Written instruction - Show every line of the entries below that contains the word "green", paying attention to case.

[Dataset entries]
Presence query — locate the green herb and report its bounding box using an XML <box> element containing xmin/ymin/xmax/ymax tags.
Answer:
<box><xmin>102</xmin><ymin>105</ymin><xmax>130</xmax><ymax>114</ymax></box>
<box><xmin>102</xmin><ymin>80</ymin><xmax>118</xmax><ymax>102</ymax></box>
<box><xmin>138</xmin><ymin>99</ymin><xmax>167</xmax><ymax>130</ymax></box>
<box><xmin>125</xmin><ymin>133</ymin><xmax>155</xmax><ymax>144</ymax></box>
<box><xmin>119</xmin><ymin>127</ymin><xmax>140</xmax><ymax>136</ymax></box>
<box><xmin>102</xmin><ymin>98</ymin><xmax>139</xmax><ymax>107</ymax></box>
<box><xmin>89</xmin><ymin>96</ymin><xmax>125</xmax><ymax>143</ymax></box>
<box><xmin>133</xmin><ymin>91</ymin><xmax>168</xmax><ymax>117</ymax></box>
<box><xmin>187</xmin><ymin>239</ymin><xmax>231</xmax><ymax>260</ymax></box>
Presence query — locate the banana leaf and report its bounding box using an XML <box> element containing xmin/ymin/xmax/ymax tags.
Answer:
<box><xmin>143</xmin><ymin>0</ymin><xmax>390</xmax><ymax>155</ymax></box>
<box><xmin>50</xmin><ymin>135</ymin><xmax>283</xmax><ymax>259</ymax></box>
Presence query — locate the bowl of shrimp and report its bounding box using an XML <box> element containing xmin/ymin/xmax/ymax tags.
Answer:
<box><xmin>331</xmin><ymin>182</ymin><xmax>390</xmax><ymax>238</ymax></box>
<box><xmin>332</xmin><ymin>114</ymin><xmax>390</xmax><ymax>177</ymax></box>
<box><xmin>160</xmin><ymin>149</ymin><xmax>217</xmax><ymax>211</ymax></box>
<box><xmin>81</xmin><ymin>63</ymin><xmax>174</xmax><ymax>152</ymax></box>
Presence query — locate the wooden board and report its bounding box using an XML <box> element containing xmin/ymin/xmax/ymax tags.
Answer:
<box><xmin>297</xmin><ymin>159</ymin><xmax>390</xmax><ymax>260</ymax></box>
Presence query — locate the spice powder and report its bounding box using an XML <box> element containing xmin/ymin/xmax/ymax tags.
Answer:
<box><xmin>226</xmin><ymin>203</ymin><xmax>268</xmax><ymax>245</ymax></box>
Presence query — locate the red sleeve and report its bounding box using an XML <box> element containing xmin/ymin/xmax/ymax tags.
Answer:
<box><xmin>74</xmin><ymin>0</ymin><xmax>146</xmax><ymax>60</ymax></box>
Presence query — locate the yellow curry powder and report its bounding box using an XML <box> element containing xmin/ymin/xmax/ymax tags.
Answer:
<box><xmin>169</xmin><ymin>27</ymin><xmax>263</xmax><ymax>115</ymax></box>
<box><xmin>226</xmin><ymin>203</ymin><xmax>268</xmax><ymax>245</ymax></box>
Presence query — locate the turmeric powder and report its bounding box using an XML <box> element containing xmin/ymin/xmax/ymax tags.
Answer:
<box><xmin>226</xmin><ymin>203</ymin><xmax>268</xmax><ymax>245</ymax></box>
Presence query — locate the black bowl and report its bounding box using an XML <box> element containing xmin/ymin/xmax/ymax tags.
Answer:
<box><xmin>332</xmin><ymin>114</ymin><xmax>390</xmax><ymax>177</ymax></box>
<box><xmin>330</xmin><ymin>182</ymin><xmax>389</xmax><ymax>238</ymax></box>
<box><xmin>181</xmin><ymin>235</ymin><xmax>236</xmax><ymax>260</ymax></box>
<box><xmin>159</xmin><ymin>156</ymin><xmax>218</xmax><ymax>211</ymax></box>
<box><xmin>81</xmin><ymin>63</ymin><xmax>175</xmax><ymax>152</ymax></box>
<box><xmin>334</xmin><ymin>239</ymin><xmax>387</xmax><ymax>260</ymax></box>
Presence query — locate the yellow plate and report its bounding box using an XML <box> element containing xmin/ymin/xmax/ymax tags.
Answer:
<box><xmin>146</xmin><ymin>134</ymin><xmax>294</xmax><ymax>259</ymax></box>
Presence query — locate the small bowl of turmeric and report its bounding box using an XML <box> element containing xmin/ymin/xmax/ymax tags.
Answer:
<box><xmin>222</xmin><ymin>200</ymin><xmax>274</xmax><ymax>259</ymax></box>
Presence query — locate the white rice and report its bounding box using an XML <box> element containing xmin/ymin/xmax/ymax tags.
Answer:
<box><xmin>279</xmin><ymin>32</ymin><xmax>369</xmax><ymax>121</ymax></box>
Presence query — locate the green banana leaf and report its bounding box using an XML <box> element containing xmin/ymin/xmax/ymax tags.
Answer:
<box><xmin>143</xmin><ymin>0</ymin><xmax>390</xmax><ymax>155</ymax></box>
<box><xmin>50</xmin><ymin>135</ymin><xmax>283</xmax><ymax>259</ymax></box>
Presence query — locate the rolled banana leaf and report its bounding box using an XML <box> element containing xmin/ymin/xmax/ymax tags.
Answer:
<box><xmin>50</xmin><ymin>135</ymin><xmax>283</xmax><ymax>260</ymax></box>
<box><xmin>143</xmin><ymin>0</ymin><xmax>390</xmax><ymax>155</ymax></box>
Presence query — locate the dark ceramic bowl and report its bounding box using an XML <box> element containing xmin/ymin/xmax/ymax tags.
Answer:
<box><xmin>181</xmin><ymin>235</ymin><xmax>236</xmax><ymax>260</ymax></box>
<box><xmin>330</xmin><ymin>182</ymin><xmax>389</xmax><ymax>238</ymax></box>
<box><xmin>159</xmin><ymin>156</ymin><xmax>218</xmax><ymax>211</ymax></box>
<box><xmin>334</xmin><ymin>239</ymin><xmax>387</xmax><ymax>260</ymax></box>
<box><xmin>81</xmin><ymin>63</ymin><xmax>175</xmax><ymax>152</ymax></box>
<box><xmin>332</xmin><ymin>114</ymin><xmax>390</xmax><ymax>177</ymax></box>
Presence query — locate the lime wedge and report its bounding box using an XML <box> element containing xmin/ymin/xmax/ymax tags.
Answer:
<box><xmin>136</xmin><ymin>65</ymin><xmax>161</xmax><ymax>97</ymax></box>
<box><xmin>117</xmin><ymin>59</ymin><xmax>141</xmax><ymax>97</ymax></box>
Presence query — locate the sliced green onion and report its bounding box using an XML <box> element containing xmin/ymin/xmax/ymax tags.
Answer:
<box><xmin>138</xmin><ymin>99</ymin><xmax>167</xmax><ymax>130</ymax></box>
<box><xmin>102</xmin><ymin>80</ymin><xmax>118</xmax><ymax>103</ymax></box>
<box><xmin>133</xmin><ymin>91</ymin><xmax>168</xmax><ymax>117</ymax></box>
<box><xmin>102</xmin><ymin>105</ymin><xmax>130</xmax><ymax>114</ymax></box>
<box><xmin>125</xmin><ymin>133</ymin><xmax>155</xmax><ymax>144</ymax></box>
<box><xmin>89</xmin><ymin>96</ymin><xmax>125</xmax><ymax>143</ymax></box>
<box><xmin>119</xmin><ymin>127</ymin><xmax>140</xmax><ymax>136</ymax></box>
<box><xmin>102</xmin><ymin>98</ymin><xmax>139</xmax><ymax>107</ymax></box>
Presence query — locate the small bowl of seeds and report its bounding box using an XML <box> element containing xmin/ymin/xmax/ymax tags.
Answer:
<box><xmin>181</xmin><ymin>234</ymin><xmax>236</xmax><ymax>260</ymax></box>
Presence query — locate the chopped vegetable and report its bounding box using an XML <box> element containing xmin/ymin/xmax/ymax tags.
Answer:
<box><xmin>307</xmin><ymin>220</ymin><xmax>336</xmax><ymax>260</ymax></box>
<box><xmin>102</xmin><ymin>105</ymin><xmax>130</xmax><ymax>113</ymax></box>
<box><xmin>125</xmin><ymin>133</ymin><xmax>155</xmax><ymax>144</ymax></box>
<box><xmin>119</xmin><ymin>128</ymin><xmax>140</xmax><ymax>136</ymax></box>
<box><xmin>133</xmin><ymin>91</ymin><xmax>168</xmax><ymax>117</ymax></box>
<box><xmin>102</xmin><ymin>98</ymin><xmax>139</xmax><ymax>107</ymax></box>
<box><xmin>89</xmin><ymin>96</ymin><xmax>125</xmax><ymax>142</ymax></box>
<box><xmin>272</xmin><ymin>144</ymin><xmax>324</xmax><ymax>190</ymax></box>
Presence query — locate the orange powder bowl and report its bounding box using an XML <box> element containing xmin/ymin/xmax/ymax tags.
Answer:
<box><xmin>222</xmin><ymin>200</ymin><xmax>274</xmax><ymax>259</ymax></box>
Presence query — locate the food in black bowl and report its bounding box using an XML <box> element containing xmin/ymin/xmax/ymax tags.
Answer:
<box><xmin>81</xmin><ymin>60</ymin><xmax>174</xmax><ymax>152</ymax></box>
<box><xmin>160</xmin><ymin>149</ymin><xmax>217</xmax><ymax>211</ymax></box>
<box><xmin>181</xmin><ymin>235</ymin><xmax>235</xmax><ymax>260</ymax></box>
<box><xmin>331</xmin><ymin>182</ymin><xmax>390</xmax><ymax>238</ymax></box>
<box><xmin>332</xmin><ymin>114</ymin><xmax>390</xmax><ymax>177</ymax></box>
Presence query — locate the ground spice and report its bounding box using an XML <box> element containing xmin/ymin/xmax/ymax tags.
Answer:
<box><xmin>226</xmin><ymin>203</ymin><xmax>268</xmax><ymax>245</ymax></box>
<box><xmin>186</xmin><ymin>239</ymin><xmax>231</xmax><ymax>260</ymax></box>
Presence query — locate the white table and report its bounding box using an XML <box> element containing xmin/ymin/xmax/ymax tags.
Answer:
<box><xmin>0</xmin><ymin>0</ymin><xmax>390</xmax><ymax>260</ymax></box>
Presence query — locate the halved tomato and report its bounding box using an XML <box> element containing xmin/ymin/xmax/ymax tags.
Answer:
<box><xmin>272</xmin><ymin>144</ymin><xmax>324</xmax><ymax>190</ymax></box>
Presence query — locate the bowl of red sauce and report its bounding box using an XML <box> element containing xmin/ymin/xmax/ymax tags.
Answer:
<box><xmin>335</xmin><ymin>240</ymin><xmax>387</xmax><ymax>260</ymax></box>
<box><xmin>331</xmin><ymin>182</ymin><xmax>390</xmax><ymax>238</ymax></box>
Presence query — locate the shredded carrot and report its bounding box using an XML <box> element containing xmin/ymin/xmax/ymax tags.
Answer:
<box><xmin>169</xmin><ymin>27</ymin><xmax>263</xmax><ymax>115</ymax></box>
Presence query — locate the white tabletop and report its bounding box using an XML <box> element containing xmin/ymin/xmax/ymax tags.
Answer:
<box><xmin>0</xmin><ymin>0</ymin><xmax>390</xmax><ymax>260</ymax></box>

Finished answer -
Presence query — locate the green herb and report its bounding box using an XML <box> element containing xmin/ymin/xmax/ymax tags.
Presence query — locate the green banana leaf and report its bounding box using an XML <box> element containing xmin/ymin/xmax/ymax tags.
Presence query — locate the sliced green onion and report its bounding box using an XML <box> element containing xmin/ymin/xmax/ymax tags.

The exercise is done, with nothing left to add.